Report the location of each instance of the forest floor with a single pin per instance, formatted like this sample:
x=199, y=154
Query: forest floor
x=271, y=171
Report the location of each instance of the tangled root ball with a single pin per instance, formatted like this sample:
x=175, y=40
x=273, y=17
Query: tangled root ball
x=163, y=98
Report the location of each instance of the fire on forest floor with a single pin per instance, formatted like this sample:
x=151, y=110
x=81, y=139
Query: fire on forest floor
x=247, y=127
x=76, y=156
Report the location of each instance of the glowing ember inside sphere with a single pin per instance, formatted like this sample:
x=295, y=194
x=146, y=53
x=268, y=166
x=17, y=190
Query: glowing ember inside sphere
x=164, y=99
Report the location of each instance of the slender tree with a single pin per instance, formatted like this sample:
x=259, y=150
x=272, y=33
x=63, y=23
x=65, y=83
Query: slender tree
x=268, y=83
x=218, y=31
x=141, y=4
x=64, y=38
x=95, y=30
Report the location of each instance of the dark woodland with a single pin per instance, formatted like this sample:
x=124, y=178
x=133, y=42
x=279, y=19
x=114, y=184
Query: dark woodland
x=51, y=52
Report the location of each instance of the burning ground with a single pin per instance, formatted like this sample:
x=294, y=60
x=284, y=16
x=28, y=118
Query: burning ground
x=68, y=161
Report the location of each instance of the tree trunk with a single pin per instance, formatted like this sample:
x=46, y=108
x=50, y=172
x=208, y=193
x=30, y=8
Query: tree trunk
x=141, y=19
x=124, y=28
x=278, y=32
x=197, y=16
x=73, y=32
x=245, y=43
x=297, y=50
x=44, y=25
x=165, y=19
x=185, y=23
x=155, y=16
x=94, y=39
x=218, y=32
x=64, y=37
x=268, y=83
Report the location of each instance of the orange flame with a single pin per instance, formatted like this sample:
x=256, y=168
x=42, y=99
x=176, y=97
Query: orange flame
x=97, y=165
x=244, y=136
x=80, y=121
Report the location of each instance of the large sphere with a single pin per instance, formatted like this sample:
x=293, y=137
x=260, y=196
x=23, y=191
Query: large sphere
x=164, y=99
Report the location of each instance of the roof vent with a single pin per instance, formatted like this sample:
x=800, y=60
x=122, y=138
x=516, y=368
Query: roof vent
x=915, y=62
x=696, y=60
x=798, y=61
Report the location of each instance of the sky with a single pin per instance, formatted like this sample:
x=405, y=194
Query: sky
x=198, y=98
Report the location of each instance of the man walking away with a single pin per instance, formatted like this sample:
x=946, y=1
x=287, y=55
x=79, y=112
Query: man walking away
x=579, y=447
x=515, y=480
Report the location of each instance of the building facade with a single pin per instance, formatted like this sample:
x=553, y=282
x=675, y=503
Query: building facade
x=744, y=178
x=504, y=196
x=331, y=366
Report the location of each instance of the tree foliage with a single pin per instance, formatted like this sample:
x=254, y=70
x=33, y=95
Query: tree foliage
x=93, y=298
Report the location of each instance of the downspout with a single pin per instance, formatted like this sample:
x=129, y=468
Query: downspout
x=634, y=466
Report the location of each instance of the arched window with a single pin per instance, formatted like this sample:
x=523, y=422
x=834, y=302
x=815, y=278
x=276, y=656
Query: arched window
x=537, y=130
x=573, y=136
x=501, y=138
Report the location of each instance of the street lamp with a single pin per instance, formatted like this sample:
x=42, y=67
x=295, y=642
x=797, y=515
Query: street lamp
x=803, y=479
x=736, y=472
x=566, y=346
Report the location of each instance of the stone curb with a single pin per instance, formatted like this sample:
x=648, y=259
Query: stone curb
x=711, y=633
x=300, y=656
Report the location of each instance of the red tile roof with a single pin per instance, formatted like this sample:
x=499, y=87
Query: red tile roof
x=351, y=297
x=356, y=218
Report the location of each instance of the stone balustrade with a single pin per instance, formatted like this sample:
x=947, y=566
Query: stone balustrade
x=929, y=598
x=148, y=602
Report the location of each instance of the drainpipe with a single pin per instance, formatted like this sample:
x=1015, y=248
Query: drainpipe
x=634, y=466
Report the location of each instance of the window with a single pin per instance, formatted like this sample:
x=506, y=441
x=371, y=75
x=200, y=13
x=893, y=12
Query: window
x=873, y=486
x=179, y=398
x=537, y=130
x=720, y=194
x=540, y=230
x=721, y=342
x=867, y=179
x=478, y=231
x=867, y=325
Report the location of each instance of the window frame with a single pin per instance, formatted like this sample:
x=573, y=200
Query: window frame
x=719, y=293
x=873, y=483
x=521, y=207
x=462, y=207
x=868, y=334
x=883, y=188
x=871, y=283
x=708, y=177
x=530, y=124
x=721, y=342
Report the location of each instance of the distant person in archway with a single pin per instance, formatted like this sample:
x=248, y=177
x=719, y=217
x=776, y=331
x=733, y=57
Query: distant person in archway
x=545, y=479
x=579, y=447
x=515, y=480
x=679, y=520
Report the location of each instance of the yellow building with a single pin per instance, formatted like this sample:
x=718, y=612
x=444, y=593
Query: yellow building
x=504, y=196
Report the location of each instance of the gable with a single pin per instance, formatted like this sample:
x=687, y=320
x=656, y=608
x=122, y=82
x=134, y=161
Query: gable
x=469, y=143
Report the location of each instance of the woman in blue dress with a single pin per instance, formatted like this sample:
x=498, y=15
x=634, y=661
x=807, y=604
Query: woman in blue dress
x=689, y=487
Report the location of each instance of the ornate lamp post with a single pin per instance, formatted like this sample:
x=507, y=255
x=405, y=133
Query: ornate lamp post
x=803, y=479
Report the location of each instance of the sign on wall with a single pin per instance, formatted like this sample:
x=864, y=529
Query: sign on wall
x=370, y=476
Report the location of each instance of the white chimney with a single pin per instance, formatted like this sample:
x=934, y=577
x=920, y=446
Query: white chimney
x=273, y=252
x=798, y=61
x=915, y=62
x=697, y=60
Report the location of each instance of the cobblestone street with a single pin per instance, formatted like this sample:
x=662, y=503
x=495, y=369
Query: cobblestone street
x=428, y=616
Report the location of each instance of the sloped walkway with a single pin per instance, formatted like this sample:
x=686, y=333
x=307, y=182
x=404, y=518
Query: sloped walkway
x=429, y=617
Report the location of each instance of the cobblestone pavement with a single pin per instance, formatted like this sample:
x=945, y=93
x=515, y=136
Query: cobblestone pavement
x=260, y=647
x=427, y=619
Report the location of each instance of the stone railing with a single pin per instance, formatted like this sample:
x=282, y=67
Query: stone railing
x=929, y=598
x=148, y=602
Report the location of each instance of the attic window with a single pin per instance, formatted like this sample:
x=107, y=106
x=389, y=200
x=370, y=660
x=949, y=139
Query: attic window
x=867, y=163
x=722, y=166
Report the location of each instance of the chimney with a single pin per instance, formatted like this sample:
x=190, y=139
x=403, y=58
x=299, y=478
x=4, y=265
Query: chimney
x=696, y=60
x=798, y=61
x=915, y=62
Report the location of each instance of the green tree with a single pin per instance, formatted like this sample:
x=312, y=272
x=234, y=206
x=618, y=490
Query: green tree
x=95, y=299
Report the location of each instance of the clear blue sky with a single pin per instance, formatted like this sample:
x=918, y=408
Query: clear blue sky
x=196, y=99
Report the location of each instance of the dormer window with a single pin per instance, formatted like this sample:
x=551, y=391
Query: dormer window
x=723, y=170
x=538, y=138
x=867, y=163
════════════════
> [Task description]:
Could you put every line of the items above into a numbered list, leaving out the blank lines?

> [Task solution]:
1. Report the location of each instance of the forest floor with a single pin per instance, formatted like this sample:
2. x=199, y=154
3. Query: forest floor
4. x=271, y=171
5. Report the location of each instance of the tangled root ball with a single pin per instance, formatted like this sample:
6. x=175, y=40
7. x=273, y=17
8. Query: tangled root ball
9. x=163, y=98
10. Report the location of each instance of the fire on forest floor with a single pin per instance, formatted like this sample:
11. x=151, y=110
12. x=81, y=139
13. Query: fire on forest floor
14. x=247, y=127
15. x=76, y=156
16. Report the location of each instance of the glowing ember inside sphere with a single pin per instance, formatted like this sample:
17. x=295, y=194
18. x=146, y=53
19. x=268, y=166
20. x=17, y=190
21. Query: glowing ember inside sphere
22. x=164, y=99
23. Report the location of each instance of the slender tree with a single pin per instance, formatted like this sample:
24. x=259, y=150
25. x=272, y=33
26. x=63, y=23
27. x=65, y=83
28. Query: slender tree
29. x=268, y=83
30. x=218, y=31
31. x=141, y=4
32. x=64, y=38
33. x=95, y=30
34. Report the location of each instance of the dark woodland with a single pin per instance, formatted like this sample:
35. x=124, y=178
36. x=133, y=42
37. x=279, y=19
38. x=114, y=184
39. Query: dark woodland
40. x=51, y=52
41. Report the location of each instance of the burning ground with a single pin per instance, formatted like this sample:
42. x=294, y=60
43. x=284, y=16
44. x=28, y=118
45. Query: burning ground
46. x=68, y=161
47. Report the location of each instance of the tree trunk with a single pin per instance, formatted like this sample:
48. x=46, y=108
49. x=50, y=172
50. x=208, y=193
51. x=30, y=8
52. Query: tree trunk
53. x=141, y=19
54. x=124, y=28
55. x=278, y=32
56. x=197, y=16
57. x=73, y=32
58. x=245, y=43
59. x=297, y=50
60. x=44, y=25
61. x=165, y=19
62. x=185, y=23
63. x=155, y=16
64. x=94, y=39
65. x=218, y=32
66. x=64, y=37
67. x=268, y=83
68. Report the location of each instance of the orange flame with a single pin per instance, formatted like this sample:
69. x=256, y=168
70. x=42, y=99
71. x=176, y=97
72. Query: orange flame
73. x=97, y=165
74. x=244, y=136
75. x=80, y=121
76. Report the location of each instance of the large sphere with a single pin per instance, formatted like this sample:
77. x=293, y=137
78. x=260, y=196
79. x=23, y=191
80. Query: large sphere
81. x=164, y=99
82. Report the location of each instance of the roof vent with a single pin per instance, formatted like this sample:
83. x=800, y=60
84. x=122, y=138
85. x=516, y=368
86. Query: roof vent
87. x=915, y=62
88. x=696, y=60
89. x=798, y=61
90. Report the location of each instance of the sky with a single pin per instance, formatted like this sample:
91. x=405, y=194
92. Query: sky
93. x=198, y=98
94. Report the location of each instance of the man walking away with a single pin per instance, formatted like this sample:
95. x=946, y=1
96. x=287, y=55
97. x=79, y=112
98. Query: man walking away
99. x=579, y=447
100. x=515, y=480
101. Report the location of each instance of the building facade with a single pin per instance, formatted like this sample:
102. x=553, y=282
103. x=675, y=503
104. Query: building facade
105. x=744, y=178
106. x=504, y=196
107. x=331, y=366
108. Report the location of each instance of the tree foliage with a single pin per instance, formatted like this sample:
109. x=254, y=70
110. x=33, y=95
111. Query: tree foliage
112. x=93, y=298
113. Report the location of each instance of the downspout with a single pin per instance, formatted like this sample:
114. x=129, y=468
115. Query: downspout
116. x=634, y=466
117. Report the location of each instance of the arched window with a single pin per instance, formatted like this sample:
118. x=523, y=422
119. x=834, y=302
120. x=815, y=278
121. x=276, y=656
122. Query: arched window
123. x=537, y=130
124. x=573, y=136
125. x=501, y=138
126. Report the location of each instance of the street lamp with a single pin per instance, formatted like this sample:
127. x=42, y=67
128. x=295, y=642
129. x=797, y=515
130. Query: street lamp
131. x=803, y=479
132. x=736, y=472
133. x=566, y=346
134. Report the location of each instance of the stone curb with a single pin per instance, formatted like this sample:
135. x=648, y=259
136. Query: stone curb
137. x=711, y=633
138. x=300, y=656
139. Report the location of each instance of the red tile roof with a single pin per instance, formatted like this sample:
140. x=499, y=87
141. Query: red tile roof
142. x=351, y=297
143. x=356, y=218
144. Report the location of each instance of the stone balustrade with a single pin per instance, formatted like this sample:
145. x=947, y=566
146. Query: stone balustrade
147. x=929, y=598
148. x=148, y=602
149. Report the location of each instance of the drainpipe with a single pin per instance, formatted like this sample:
150. x=1015, y=248
151. Query: drainpipe
152. x=634, y=466
153. Report the location of each instance of the window with a single pin per instance, formatted like this sample:
154. x=506, y=441
155. x=371, y=75
156. x=200, y=13
157. x=893, y=12
158. Query: window
159. x=873, y=486
160. x=179, y=398
161. x=537, y=130
162. x=720, y=194
163. x=540, y=230
164. x=721, y=342
165. x=867, y=179
166. x=478, y=231
167. x=867, y=325
168. Report the location of each instance of the window frame with a single pin per instance, formatted like this sample:
169. x=573, y=200
170. Query: window frame
171. x=719, y=293
172. x=873, y=483
173. x=521, y=207
174. x=462, y=207
175. x=868, y=334
176. x=883, y=188
177. x=871, y=283
178. x=708, y=177
179. x=530, y=124
180. x=721, y=342
181. Report the location of each instance of the distant person in archway with a single pin per instance, formatted like this sample:
182. x=248, y=177
183. x=719, y=217
184. x=776, y=331
185. x=733, y=57
186. Query: distant person in archway
187. x=545, y=479
188. x=579, y=447
189. x=515, y=480
190. x=679, y=520
191. Report the location of each instance of the yellow building with a single pin per instance, formatted like this sample:
192. x=718, y=612
193. x=444, y=593
194. Query: yellow building
195. x=504, y=196
196. Report the location of each instance of the gable with a single pin per instance, formatted like this sample:
197. x=687, y=320
198. x=656, y=608
199. x=122, y=82
200. x=134, y=161
201. Query: gable
202. x=469, y=143
203. Report the location of each instance of the woman in blue dress with a single pin per instance, formatted like this sample:
204. x=498, y=15
205. x=634, y=661
206. x=807, y=604
207. Query: woman in blue dress
208. x=689, y=487
209. Report the location of each instance of the ornate lamp post with a single pin per instance, formatted like this sample:
210. x=507, y=255
211. x=405, y=133
212. Query: ornate lamp post
213. x=803, y=479
214. Report the location of each instance of the sign on wall with a single pin per instance, formatted like this sample:
215. x=864, y=529
216. Query: sign on wall
217. x=370, y=476
218. Report the location of each instance of the white chimney with a single pin per instance, formatted like this sample:
219. x=934, y=577
220. x=920, y=446
221. Query: white chimney
222. x=273, y=252
223. x=798, y=61
224. x=915, y=62
225. x=697, y=60
226. Report the location of each instance of the cobblestone street with a single pin per instance, formatted like this sample:
227. x=662, y=503
228. x=495, y=369
229. Query: cobblestone street
230. x=428, y=616
231. Report the location of each instance of the sloped walkway with a single pin per instance, formatted like this sample:
232. x=686, y=333
233. x=307, y=182
234. x=404, y=518
235. Query: sloped walkway
236. x=429, y=617
237. Report the location of each instance of the cobblestone pavement with a single pin per instance, formatted like this sample:
238. x=945, y=93
239. x=515, y=136
240. Query: cobblestone pavement
241. x=260, y=647
242. x=427, y=619
243. Report the location of each instance of the stone railing with a single pin per instance, formatted like this sample:
244. x=282, y=67
245. Query: stone railing
246. x=929, y=598
247. x=148, y=602
248. Report the location of each instance of the attic window with a single pin per instance, formatted like this sample:
249. x=107, y=106
250. x=389, y=200
251. x=370, y=660
252. x=949, y=139
253. Query: attic window
254. x=867, y=163
255. x=722, y=166
256. Report the location of each instance of the chimney with a single pin per instance, formatted like this sample:
257. x=190, y=139
258. x=403, y=58
259. x=299, y=478
260. x=4, y=265
261. Query: chimney
262. x=696, y=60
263. x=798, y=61
264. x=915, y=62
265. Report the location of each instance of the green tree with a single pin per instance, formatted like this sample:
266. x=312, y=272
267. x=234, y=206
268. x=618, y=490
269. Query: green tree
270. x=95, y=299
271. Report the location of each instance of the clear blue sky with a single pin per instance, formatted like this sample:
272. x=918, y=408
273. Query: clear blue sky
274. x=196, y=99
275. Report the location of each instance of the dormer window with a single pin per instance, formatted like this sample:
276. x=551, y=391
277. Query: dormer window
278. x=723, y=170
279. x=538, y=138
280. x=867, y=163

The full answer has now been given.